+++ Data for this task +++

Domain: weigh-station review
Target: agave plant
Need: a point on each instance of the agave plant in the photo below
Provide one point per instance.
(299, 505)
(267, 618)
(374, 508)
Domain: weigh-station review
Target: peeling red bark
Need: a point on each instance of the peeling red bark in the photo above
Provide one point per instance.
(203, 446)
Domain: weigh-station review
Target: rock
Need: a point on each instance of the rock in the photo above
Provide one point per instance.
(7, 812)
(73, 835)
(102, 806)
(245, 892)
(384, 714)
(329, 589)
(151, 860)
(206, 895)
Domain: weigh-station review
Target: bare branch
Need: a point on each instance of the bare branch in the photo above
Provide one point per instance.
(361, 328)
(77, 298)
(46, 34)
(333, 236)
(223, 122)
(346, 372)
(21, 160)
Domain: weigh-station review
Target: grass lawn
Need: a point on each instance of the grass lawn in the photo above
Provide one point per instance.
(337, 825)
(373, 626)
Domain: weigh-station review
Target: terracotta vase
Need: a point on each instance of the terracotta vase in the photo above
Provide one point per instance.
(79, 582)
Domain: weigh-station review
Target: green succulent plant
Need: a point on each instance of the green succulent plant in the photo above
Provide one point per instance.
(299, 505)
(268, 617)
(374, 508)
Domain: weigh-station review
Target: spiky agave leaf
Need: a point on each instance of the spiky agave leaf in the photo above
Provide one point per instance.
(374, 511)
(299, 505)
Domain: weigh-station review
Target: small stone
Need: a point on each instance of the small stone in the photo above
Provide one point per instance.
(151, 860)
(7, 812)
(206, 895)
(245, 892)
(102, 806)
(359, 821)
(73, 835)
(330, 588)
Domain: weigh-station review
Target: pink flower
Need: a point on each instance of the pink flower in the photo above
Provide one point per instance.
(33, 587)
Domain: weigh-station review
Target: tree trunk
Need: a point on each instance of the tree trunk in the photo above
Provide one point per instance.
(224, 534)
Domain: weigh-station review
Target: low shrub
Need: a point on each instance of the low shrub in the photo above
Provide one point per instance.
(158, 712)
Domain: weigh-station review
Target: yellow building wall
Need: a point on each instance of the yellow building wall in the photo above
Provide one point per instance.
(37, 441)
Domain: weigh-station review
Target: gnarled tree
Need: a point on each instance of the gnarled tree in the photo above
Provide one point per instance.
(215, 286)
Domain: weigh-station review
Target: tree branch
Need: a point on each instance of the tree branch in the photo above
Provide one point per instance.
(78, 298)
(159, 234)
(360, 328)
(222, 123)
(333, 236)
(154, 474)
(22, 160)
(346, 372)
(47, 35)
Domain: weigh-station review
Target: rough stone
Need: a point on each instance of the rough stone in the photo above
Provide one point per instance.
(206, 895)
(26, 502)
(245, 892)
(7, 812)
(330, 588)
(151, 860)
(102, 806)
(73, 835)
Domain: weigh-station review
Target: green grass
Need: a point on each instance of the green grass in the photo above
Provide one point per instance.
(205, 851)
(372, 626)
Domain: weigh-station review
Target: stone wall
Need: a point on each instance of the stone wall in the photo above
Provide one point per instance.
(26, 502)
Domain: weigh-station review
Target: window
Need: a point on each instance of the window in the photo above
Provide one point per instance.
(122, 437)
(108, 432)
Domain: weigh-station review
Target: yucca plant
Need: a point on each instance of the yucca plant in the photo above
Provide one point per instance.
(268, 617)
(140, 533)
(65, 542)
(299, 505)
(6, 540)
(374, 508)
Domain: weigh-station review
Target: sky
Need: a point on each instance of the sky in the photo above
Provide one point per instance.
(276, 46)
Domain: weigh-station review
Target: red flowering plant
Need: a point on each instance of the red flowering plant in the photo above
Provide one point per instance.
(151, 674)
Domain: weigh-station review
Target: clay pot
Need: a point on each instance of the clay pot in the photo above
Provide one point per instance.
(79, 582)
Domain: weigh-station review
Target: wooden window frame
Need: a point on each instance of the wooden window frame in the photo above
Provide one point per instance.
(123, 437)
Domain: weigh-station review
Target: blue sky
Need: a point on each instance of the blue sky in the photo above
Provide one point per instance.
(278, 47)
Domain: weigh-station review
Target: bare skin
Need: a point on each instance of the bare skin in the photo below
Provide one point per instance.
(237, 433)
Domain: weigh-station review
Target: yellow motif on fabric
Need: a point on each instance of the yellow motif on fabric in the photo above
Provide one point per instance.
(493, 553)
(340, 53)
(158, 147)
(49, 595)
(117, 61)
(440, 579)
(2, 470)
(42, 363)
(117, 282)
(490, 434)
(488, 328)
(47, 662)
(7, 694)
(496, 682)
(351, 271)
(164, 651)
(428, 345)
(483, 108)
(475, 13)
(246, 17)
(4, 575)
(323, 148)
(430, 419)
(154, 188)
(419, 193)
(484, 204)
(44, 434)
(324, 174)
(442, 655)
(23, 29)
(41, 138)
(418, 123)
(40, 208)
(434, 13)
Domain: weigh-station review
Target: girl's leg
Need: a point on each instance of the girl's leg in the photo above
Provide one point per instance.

+++

- Your objective
Please, from the material above, copy only the lines from the line with "Target: tree trunk" up to and including the line with "Target: wooden window frame", exactly as written.

- Reply to the exercise
Target: tree trunk
Need: a point on each instance of the tree trunk in the photo above
Provide one point per instance.
(224, 534)
Domain: weigh-station review
Target: low shrub
Need: a point on each instance of the low shrub in the photo above
Provide one point per instance.
(158, 712)
Domain: weigh-station review
Target: yellow building wall
Need: a point on each instance of the yellow building wall in the photo above
Provide one point per instance.
(37, 441)
Domain: weigh-station review
Target: gnarled tree
Need: a point on each instance of the gnarled tree in the photo above
Provide one point per instance.
(215, 286)
Domain: weigh-station review
Target: tree branch
Need: a point on each instance of the tree branch in the photo above
Provide one point per instance.
(78, 298)
(159, 234)
(360, 328)
(222, 123)
(333, 236)
(154, 474)
(22, 160)
(346, 372)
(47, 35)
Domain: weigh-station review
Target: rough stone
Need: a point on each instance of the rough stone in the photo above
Provide one point per instance.
(206, 895)
(26, 502)
(245, 892)
(7, 812)
(330, 588)
(151, 860)
(102, 806)
(73, 835)
Domain: weigh-station review
Target: green grass
Need: a point on each instance of the green grass in the photo above
Provide one point per instance.
(205, 851)
(372, 626)
Domain: weigh-station review
Target: stone wall
Need: a point on each instance of the stone wall in the photo above
Provide one point per instance.
(26, 502)
Domain: weigh-station review
Target: window
Need: a point on each instance of the window in the photo above
Provide one point per instance.
(122, 437)
(108, 432)
Domain: weigh-station review
Target: yucca plant
Need: a point on each instance of the yucca plant in the photo above
Provide one point per instance.
(268, 617)
(140, 533)
(65, 542)
(299, 505)
(6, 540)
(374, 508)
Domain: weigh-station review
Target: sky
Need: a point on each instance of the sky in the photo above
Provide one point per instance.
(276, 46)
Domain: weigh-station review
Target: red flowering plant
Need: a point on each instance of the red flowering plant in the photo above
Provide one point per instance.
(151, 674)
Domain: weigh-station review
Target: clay pot
Need: a point on each instance of the clay pot in the photo above
Provide one point per instance.
(79, 582)
Domain: weigh-station review
Target: wooden window frame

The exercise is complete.